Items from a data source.

────────────────

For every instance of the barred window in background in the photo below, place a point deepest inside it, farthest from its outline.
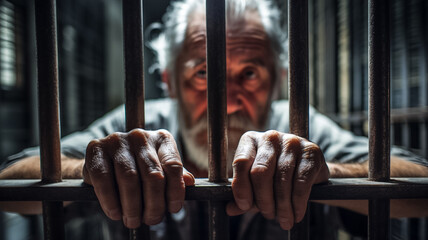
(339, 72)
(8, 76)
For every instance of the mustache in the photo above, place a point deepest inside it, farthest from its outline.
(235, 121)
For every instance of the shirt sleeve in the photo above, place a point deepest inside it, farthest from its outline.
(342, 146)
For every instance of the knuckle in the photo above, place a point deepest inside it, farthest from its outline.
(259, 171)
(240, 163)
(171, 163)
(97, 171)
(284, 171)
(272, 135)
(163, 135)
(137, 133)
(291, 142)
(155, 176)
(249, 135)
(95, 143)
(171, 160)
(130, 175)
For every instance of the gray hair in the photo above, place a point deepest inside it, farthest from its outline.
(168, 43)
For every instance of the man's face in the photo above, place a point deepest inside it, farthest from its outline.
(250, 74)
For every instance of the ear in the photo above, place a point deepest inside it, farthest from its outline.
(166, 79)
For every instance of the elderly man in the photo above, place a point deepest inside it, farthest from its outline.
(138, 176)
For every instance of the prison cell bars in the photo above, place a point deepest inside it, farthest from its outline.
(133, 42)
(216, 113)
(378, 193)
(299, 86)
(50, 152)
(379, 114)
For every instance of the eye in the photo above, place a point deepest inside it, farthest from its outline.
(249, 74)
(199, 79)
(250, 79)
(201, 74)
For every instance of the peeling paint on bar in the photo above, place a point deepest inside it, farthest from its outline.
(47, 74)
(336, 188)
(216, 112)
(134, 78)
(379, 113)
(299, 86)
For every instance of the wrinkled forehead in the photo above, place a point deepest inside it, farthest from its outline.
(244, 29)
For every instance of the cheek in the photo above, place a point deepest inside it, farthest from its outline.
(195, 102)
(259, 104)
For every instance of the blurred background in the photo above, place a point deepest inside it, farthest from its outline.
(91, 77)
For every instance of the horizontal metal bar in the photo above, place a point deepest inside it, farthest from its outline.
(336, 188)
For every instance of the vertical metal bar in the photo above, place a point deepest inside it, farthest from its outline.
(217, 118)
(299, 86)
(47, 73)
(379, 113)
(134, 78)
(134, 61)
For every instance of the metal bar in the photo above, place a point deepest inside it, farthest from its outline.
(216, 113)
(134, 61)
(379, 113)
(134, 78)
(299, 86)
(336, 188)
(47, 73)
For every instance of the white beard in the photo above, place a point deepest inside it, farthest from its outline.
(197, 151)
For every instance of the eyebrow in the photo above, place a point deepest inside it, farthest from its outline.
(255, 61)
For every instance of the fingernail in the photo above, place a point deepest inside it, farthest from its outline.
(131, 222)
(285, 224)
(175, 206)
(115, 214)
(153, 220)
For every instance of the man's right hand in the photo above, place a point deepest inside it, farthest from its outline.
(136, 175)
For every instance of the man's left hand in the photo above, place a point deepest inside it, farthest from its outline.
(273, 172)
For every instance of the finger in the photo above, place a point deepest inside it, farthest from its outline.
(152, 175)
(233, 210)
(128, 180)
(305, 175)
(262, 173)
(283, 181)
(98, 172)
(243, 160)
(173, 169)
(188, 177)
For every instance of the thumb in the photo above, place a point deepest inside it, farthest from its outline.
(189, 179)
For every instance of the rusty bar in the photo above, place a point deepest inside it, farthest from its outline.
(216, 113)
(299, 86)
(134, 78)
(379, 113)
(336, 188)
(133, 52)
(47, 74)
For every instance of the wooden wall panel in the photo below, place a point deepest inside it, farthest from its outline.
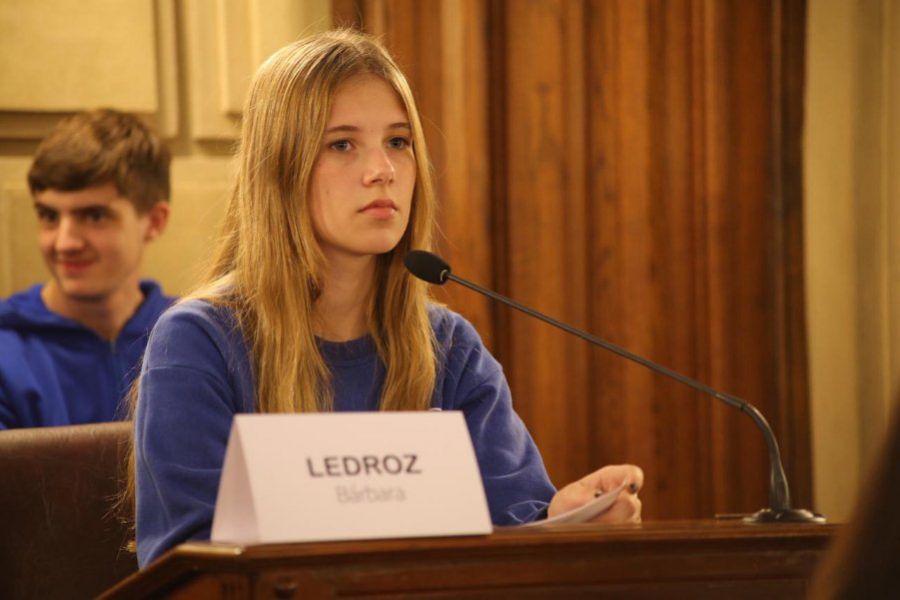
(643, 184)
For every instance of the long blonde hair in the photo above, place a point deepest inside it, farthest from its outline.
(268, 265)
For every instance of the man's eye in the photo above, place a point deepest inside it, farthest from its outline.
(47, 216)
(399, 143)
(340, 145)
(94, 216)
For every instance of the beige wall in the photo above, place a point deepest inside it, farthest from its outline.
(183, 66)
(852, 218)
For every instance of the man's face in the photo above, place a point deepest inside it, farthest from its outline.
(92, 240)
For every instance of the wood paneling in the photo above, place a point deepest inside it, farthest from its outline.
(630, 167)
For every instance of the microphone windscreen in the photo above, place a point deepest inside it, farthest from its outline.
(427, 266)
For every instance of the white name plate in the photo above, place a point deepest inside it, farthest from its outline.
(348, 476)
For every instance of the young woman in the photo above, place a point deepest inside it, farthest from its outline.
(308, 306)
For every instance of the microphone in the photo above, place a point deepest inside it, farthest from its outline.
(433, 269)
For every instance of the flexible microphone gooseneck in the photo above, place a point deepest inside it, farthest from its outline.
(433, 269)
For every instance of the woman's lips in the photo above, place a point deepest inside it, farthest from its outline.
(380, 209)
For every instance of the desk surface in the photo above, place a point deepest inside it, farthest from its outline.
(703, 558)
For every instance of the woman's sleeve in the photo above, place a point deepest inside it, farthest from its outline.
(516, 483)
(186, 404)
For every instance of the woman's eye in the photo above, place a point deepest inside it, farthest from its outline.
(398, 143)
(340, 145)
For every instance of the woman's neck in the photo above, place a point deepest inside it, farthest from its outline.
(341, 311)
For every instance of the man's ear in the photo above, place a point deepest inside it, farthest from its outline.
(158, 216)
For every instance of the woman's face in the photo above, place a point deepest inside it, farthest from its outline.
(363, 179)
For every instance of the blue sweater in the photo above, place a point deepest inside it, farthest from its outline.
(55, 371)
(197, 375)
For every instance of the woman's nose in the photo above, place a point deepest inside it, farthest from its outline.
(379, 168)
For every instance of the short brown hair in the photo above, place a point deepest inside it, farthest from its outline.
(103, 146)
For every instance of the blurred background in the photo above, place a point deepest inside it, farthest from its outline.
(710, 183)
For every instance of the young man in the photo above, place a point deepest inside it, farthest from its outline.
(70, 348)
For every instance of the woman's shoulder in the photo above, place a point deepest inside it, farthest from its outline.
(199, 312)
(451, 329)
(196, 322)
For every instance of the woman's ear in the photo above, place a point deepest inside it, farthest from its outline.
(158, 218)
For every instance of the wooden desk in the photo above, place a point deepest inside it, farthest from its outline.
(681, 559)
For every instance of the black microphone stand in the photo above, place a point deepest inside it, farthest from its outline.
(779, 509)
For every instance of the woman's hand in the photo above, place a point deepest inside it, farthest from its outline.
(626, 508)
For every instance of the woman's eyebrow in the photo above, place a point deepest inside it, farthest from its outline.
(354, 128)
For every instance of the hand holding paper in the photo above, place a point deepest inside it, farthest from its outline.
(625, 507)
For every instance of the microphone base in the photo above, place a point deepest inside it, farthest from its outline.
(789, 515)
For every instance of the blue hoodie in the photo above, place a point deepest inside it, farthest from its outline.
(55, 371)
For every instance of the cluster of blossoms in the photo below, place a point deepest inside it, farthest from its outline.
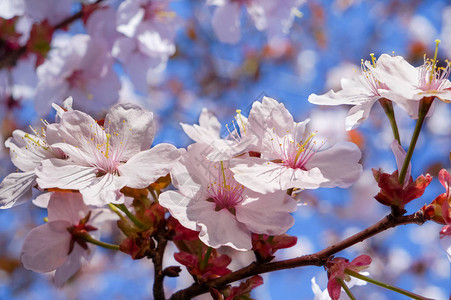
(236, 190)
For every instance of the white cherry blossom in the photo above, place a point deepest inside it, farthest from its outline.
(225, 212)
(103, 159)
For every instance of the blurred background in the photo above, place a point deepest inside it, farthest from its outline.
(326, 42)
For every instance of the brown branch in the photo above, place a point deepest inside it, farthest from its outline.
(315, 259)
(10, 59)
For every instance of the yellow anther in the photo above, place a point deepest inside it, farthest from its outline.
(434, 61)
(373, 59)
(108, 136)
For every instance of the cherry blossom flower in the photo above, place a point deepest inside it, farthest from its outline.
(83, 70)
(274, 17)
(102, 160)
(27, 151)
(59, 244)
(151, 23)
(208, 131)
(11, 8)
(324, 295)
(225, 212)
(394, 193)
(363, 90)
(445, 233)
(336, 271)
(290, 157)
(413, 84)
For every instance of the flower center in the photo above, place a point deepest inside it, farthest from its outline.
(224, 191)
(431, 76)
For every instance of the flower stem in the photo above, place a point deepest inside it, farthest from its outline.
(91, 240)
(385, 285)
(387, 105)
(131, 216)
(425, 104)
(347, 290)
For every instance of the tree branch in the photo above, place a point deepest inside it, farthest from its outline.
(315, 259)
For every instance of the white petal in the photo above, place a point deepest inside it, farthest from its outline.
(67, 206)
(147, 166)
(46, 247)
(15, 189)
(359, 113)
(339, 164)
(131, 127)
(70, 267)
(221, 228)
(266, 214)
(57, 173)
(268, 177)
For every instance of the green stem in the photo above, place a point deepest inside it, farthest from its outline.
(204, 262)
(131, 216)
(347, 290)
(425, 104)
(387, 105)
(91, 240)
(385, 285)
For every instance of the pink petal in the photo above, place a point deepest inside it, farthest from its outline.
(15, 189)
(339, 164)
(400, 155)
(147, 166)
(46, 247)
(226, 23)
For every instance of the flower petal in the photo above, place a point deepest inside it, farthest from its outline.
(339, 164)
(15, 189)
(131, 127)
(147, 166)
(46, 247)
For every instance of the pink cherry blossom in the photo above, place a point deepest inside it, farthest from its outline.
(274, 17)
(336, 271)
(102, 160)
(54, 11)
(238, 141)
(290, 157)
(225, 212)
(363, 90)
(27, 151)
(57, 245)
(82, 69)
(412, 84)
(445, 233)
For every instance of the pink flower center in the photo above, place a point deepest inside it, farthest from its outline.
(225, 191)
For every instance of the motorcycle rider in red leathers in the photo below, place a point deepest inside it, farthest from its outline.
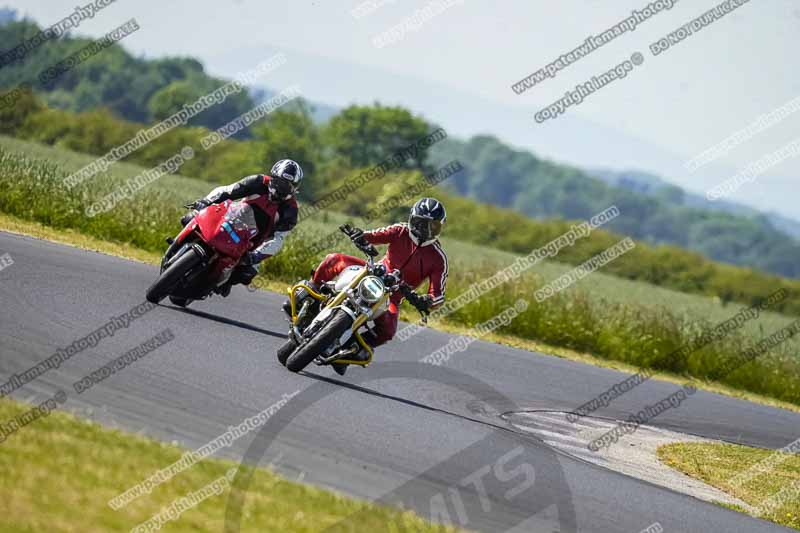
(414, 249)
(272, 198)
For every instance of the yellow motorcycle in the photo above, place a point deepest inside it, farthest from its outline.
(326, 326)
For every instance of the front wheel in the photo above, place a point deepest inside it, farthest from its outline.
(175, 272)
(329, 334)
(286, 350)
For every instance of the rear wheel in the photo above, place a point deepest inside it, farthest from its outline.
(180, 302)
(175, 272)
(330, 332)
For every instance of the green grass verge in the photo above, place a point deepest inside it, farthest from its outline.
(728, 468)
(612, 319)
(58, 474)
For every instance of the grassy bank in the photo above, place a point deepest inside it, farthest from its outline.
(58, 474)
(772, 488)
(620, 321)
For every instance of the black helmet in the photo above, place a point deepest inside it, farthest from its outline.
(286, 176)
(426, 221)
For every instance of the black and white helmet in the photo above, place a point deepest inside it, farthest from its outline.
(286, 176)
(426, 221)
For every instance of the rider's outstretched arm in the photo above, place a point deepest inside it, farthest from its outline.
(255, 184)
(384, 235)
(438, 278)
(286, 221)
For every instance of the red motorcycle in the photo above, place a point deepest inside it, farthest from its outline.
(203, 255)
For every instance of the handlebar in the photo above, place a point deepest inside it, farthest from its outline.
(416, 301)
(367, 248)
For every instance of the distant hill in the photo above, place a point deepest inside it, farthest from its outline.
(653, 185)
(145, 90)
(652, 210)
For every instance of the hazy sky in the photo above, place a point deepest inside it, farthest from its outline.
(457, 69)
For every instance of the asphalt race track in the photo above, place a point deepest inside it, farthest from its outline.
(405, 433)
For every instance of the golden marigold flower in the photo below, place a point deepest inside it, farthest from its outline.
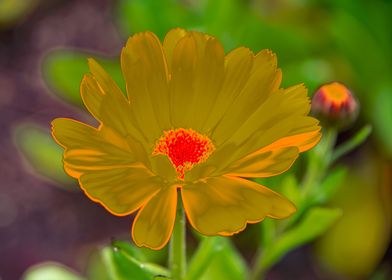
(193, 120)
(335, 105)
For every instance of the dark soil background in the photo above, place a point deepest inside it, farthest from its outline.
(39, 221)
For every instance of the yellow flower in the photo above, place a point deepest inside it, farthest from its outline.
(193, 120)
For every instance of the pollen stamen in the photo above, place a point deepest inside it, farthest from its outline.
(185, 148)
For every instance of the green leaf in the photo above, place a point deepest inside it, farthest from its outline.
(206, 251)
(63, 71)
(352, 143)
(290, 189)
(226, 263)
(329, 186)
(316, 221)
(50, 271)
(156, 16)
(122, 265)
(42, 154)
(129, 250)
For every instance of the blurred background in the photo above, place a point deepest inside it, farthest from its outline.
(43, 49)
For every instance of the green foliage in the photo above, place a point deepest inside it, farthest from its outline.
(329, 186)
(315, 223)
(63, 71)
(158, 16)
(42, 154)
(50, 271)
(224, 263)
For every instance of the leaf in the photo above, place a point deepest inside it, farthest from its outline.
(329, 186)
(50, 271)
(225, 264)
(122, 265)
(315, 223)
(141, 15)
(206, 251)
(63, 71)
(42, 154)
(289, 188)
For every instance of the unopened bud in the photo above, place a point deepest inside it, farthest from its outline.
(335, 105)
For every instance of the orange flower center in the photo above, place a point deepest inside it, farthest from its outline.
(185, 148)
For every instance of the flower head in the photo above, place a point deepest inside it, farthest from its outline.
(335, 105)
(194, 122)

────────────────

WHAT TO PRODUCE.
Write out only what runs from the line holding "For every instance of the green foliage" through the last line of the records, exactly as shown.

FINISHED TASK.
For every instance of the green foliage in the photo above, place a point deepest inside it, farthest from its outline.
(329, 186)
(315, 223)
(63, 71)
(158, 16)
(42, 154)
(50, 271)
(224, 263)
For every instance of the leaf in the photo above, place a point deepest inside it, farthest from its outline.
(329, 186)
(50, 271)
(225, 264)
(122, 265)
(315, 223)
(141, 15)
(206, 251)
(63, 71)
(42, 154)
(289, 188)
For every instance of the unopened bud in the photo above, place a point deepest inside it, farthest from its outline.
(335, 105)
For every instance of the orange flower center in the photo above, place a point deepest inside it, farthest from its outline.
(185, 148)
For every instance of the flower head in the photo above, place a point deepest inside it, farthest from its outline.
(335, 105)
(194, 122)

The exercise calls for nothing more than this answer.